▸ **REQUIREMENTS**
Print the entire listing below word for word, changing nothing.

▸ **MATERIAL FOR THIS EXERCISE**
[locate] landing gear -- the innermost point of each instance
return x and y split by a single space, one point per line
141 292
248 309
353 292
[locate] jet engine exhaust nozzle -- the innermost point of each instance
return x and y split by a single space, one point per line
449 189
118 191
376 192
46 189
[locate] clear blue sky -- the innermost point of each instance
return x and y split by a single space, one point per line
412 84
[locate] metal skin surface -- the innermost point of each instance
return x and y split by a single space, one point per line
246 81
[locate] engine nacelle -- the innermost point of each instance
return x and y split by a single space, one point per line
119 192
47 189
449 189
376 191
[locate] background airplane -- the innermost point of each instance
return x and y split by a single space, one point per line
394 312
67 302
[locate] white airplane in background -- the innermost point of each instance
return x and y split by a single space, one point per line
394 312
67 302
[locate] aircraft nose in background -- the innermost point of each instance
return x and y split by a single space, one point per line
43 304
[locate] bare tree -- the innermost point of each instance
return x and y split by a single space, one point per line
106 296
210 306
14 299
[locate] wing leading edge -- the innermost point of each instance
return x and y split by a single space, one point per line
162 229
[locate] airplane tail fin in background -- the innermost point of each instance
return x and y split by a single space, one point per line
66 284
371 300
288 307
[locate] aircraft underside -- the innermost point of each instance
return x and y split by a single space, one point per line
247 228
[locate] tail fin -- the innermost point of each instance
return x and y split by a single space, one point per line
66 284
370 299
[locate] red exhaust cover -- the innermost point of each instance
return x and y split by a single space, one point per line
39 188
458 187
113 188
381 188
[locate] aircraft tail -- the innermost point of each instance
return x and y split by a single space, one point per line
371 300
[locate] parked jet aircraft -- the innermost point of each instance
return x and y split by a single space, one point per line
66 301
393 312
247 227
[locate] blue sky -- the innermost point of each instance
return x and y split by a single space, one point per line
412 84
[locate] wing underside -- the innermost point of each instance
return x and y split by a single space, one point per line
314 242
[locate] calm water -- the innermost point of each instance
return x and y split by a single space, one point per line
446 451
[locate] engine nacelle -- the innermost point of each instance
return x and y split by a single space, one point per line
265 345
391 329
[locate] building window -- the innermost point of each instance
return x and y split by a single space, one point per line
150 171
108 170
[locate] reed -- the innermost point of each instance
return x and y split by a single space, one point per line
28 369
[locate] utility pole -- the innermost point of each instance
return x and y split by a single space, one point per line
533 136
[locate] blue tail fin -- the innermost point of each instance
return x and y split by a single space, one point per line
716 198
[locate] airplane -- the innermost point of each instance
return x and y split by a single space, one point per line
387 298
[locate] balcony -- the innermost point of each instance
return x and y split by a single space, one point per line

▸ **OUTPUT FOR THIS EXERCISE**
[locate] landing gear -- the innermost point of each instance
return x and y split by a single space, one point per line
141 292
248 309
353 292
[locate] jet engine exhaust nozzle -- the innermost point of each instance
return x and y split by a single space, one point per line
449 189
118 191
376 192
46 189
[locate] clear blue sky -- the innermost point of each instance
return x and y split by a single space, one point per line
412 84
[locate] metal skin surface -- the innermost point of each instance
return x and y split by a single space, one point per line
246 81
[locate] engine nacelle -- the innermost point of each instance
return x and y split by a single space, one point per line
119 192
47 189
449 189
376 191
[locate] background airplane -- the innermost point of each instance
return x and y split by a single space, one point per line
394 312
67 302
[locate] white airplane in background -- the innermost point of each instance
return x and y split by a single space, one point per line
394 312
67 302
[locate] aircraft nose in background -- the innermost point of each instance
return x and y split by a single space, one point per line
43 304
[locate] bare tree -- the innermost point of each instance
return x and y split by a single space, one point per line
106 296
210 306
14 299
[locate] wing leading edge -- the innermost point of each instance
return x and y split by a single space, one point per line
162 229
[locate] airplane tail fin in background -- the innermost point of each instance
return x and y split by a single space, one point per line
66 284
371 300
288 307
[locate] aircraft underside -- the innermost point of each instance
return x and y split by a single space, one point per line
247 228
[locate] tail fin -- the innermost point of each instance
return x and y split by a single space, one point per line
66 284
370 299
[locate] red exhaust cover -- the innermost point of each instance
return x and y split by a single space, one point per line
39 188
458 187
113 188
381 188
[locate] aircraft tail -- the innermost point of each instance
return x and y split by a single space, one point per line
371 300
[locate] parked jet aircraft -- the innermost point of each instance
return x and y split by a single space, one point per line
66 301
393 312
247 227
[locate] blue sky -- the innermost point of each instance
return x and y split by a single space, one point per line
412 84
[locate] wing underside -- the innermost point of each instance
return x and y split by a single space, one point per line
314 242
[locate] calm water -- the innermost point of each instance
return x and y split by a single space, one point per line
446 451
[locate] engine nacelle -- the innermost point of each instance
return x and y split by a single space, one point per line
265 345
391 329
[locate] building window -- the innermost point of each instance
return x and y split by a single space, one point per line
150 171
108 170
[locate] reed -- the innermost point of each instance
return x and y split by a single space, one point per line
28 369
[locate] utility pole -- the innermost point of each instance
return x and y split by a single space, one point per line
533 136
[locate] blue tail fin -- the innermost point of each instance
return x and y split by a single space, one point per line
716 198
[locate] airplane -- the innermost point of each instance
return x and y split by a single space, one point per line
387 298
[locate] balcony -- the innermost point of each instance
return x and y split by a single space, one point per line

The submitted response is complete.